### [READING TEXT]
================
A Maui woman was spared detention for deportation Wednesday after a group of supporters spontaneously raised enough money to underwrite a $5,000 bond.
Minerva, a 47-year-old house cleaner originally from Oaxaca, Mexico, was able to return to Maui with her daughter, 20, and son, 8.
“There were tears in her eyes,” Honolulu immigration attorney Clare Hanusz said of her client, declining to reveal the woman’s last name, citing privacy concerns. “She was incredibly grateful. Not only did the people open their hearts, but they opened their wallets.”
About 40 supporters rallied for the single mother at the Department of Homeland Security office Wednesday morning. The woman had been ordered to appear for deportation, but she filed a request for additional time, prompting the demand for the bond.
Minerva and her family must now wait to see whether the U.S. Immigration and Naturalization Service will grant the stay.
================
### [REQUIRED ACTION A]
Translate this sentence from the article on the Maui woman's bond into Spanish: "Minerva and her family must now wait to see whether the U.S. Immigration and Naturalization Service will grant the stay."
### [REQUIRED ACTION B]
Write the next few sentences of the article on the Maui woman's bond, picking up after its final sentence.
The rows that come after this article were drawn from a separate source.
================
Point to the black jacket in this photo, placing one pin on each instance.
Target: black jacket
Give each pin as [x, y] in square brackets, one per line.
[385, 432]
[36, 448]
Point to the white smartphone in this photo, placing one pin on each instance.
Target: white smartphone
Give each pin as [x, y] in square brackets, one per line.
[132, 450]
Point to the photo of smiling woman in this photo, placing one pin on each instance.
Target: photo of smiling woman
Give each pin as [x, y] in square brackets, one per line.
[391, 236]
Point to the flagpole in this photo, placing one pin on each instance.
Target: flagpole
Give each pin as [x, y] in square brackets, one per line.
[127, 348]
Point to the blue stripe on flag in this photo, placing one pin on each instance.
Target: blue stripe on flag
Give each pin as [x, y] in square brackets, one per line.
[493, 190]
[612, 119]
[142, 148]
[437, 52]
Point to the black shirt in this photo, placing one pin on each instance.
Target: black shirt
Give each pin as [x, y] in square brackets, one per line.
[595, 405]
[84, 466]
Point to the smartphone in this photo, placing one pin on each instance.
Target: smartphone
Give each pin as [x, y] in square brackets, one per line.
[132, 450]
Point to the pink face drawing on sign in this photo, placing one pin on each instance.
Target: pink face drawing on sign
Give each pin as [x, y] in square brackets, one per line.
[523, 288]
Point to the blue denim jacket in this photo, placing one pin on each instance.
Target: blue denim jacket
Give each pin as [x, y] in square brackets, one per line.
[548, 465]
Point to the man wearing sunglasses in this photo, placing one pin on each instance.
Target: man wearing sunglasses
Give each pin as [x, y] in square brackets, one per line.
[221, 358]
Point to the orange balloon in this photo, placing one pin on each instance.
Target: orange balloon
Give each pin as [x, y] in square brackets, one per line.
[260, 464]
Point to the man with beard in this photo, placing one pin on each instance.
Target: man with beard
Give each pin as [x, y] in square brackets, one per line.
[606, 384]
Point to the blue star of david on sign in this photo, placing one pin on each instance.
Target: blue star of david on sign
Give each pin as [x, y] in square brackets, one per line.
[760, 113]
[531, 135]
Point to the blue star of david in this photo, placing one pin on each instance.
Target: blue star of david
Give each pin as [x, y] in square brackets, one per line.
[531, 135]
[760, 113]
================
### [EXERCISE RESPONSE A]
Minerva y su familia ahora deben esperar para saber si el Servicio de Inmigración y Naturalización de los Estados Unidos concederá la suspensión.

### [EXERCISE RESPONSE B]
According to Hanusz, the woman has lived and worked in the U.S. for more than 20 years, most of them on Maui. She was arrested by immigration agents in 2009 following an anonymous tip. She has no criminal history.
Hanusz said the woman lost her case in immigration court because she couldn’t demonstrate her removal would result in “exceptional and extreme hardship” on her American-born children.
“In other words, extreme poverty, lack of educational opportunity and family separation are merely forms of normal hardship. Because the kids are healthy and smart the standard could not be met,” the attorney wrote in a description of the case.
Minerva’s case is similar to a more high-profile ongoing Hawaii deportation case — that of Kona coffee farmer Andres Magana Ortiz, who is facing removal and separation from his U.S.-born children even though he has lived and worked on the
Big Island for more than
30 years.
The plight of the former Mexico resident went viral after a 9th Circuit Court judge wrote a strong opinion from the bench blasting President Donald Trump’s immigration policies and saying the deportation was unfair and heartless.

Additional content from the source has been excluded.